== Exercise prompt ==
Rewrite all the records below, changing every "Target" to "Label" and leaving everything else as it is.

========================================================================

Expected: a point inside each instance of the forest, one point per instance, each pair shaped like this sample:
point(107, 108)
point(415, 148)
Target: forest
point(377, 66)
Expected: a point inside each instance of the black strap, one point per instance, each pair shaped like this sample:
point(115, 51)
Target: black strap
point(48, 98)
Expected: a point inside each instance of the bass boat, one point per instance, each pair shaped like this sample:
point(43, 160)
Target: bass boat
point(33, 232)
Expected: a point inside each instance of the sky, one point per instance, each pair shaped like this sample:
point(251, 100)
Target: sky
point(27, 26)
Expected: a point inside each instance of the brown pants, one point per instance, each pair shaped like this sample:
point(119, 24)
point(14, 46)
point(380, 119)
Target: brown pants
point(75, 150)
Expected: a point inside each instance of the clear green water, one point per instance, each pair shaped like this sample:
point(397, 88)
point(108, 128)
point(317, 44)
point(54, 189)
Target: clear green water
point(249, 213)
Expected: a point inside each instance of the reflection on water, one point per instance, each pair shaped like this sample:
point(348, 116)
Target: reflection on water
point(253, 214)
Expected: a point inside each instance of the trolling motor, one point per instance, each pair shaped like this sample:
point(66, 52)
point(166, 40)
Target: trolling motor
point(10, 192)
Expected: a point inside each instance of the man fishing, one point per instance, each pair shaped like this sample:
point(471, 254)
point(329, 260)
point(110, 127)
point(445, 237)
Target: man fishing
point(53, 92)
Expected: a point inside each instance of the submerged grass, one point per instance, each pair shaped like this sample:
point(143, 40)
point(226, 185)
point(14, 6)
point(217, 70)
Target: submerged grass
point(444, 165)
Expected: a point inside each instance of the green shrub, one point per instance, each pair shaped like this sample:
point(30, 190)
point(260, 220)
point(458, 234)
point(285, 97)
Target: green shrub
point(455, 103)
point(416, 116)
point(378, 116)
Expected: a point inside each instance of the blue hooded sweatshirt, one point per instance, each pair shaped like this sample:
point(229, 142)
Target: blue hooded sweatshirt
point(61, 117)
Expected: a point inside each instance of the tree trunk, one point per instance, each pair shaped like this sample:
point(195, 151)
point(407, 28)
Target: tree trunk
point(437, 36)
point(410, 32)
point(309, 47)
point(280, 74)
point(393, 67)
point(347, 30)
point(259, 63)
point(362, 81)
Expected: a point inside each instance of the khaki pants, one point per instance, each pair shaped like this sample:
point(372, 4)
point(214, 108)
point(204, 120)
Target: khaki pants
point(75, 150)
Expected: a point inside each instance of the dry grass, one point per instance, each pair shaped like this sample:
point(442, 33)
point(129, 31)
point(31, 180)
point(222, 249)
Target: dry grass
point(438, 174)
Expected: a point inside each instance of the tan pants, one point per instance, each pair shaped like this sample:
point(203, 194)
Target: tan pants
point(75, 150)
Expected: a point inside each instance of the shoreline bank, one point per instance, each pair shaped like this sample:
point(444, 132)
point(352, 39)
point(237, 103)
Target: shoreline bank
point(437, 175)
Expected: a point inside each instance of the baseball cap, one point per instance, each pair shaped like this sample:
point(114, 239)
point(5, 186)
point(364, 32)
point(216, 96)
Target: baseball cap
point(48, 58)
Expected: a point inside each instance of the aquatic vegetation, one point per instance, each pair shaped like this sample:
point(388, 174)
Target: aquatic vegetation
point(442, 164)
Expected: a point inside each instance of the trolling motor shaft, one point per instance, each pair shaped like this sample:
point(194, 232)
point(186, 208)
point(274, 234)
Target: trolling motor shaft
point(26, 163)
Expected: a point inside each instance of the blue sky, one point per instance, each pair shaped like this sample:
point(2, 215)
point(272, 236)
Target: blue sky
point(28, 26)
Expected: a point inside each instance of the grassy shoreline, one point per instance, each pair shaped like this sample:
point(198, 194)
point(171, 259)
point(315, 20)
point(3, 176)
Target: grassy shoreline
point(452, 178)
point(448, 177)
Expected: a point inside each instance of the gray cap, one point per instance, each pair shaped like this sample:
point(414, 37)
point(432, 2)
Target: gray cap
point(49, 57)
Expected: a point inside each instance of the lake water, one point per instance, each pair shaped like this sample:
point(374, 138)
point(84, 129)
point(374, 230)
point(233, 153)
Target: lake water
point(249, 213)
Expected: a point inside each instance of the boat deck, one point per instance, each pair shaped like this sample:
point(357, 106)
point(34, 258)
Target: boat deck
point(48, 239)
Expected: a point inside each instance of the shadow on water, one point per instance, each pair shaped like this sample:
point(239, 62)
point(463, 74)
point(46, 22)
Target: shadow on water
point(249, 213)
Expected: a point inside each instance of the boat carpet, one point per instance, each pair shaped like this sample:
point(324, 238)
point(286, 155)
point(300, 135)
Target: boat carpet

========================================================================

== Task result ==
Expected: a point inside each instance of the forest, one point per instance, each pair shaped like this sample:
point(107, 108)
point(415, 148)
Label: forest
point(377, 66)
Expected: a point inside each instance of the black strap, one point per instance, each pair shaped like this sample:
point(115, 51)
Label: black strap
point(48, 98)
Expected: a point inside each instance of the bass boat, one point per instance, each pair shaped like this sample:
point(43, 160)
Label: bass boat
point(33, 232)
Expected: a point inside each instance of the sky, one point per instance, each pair shaped like this sample:
point(251, 100)
Label: sky
point(27, 26)
Expected: a point inside each instance of the brown pants, one point per instance, each pair shaped like this sample:
point(119, 24)
point(14, 46)
point(380, 119)
Label: brown pants
point(75, 150)
Expected: a point inside each instance of the clear green water, one point per instance, each pair shaped like this sample:
point(397, 88)
point(108, 128)
point(317, 44)
point(54, 189)
Label: clear green water
point(249, 213)
Expected: a point inside each instance of the reflection on water, one point per instance, each pair shaped like this sample:
point(348, 116)
Label: reflection on water
point(253, 214)
Expected: a point inside each instance of the trolling motor, one point per instance, each pair shaped like this sample:
point(66, 52)
point(166, 40)
Label: trolling motor
point(10, 192)
Expected: a point inside each instance of the man fishing, one point per instance, each pair shaped like this sample:
point(471, 254)
point(329, 260)
point(110, 127)
point(445, 237)
Label: man fishing
point(53, 92)
Expected: a point inside each instance of the submerged grass, one point per instance, each pair shaped like this sample:
point(143, 40)
point(226, 185)
point(14, 6)
point(217, 70)
Label: submerged grass
point(444, 165)
Expected: a point inside each instance of the green shrub, one point per instance, each pair shaped like this sample:
point(30, 190)
point(260, 220)
point(458, 234)
point(285, 97)
Label: green shrub
point(455, 103)
point(416, 116)
point(378, 116)
Expected: a point inside each instance of the blue hooded sweatshirt, one point per instance, each pair shaped like this sample:
point(229, 142)
Label: blue hooded sweatshirt
point(61, 117)
Expected: a point inside each instance of the tree trunk, one point per instance, each pair shaped like this sample:
point(195, 151)
point(407, 28)
Label: tree trunk
point(437, 36)
point(410, 32)
point(309, 47)
point(280, 74)
point(393, 67)
point(347, 30)
point(259, 63)
point(362, 81)
Expected: a point inside each instance of the khaki pants, one point per instance, each pair shaped like this sample:
point(372, 4)
point(214, 108)
point(204, 120)
Label: khaki pants
point(75, 150)
Expected: a point inside each instance of the dry grass, one point per instance, each pair shaped like this sample:
point(442, 33)
point(129, 31)
point(31, 180)
point(222, 249)
Label: dry grass
point(438, 174)
Expected: a point inside each instance of the tan pants, one point per instance, each pair shaped like this sample:
point(203, 194)
Label: tan pants
point(75, 150)
Expected: a point inside each instance of the shoreline bank, one point per instance, each pair shaped like this sample:
point(444, 132)
point(352, 39)
point(237, 103)
Label: shoreline bank
point(437, 175)
Expected: a point inside each instance of the baseball cap, one point per instance, each pair shaped like this sample:
point(114, 239)
point(5, 186)
point(364, 32)
point(216, 96)
Label: baseball cap
point(48, 58)
Expected: a point inside each instance of the aquatic vegetation, one point per instance, each pair shaped like this sample:
point(388, 174)
Label: aquatic vegetation
point(442, 164)
Expected: a point inside each instance of the trolling motor shaft, one point per instance, each pair shaped like this sample:
point(194, 232)
point(186, 208)
point(274, 234)
Label: trolling motor shaft
point(26, 163)
Expected: a point inside each instance of the blue sky, one point per instance, each pair shaped like this sample:
point(2, 215)
point(272, 236)
Label: blue sky
point(28, 26)
Expected: a point inside each instance of the grassy shoreline, one point per instance, each pair shaped like this sample:
point(198, 194)
point(171, 259)
point(315, 20)
point(3, 176)
Label: grassy shoreline
point(452, 178)
point(448, 177)
Expected: a point inside each instance of the gray cap, one point per instance, each pair shaped like this sample:
point(414, 37)
point(432, 2)
Label: gray cap
point(49, 57)
Expected: a point inside each instance of the lake water, one point per instance, each pair shaped like this sample:
point(374, 138)
point(84, 129)
point(374, 230)
point(233, 153)
Label: lake water
point(249, 213)
Expected: a point inside each instance of the boat deck, one point per instance, each pair shaped like this sample:
point(357, 106)
point(34, 258)
Label: boat deck
point(48, 239)
Expected: a point inside each instance of the shadow on water, one point per instance, each pair shaped like this sample:
point(239, 62)
point(463, 74)
point(46, 22)
Label: shadow on water
point(249, 213)
Expected: a point inside each instance of the boat carpet, one point per instance, each pair shaped like this sample:
point(324, 238)
point(286, 155)
point(300, 135)
Label: boat carpet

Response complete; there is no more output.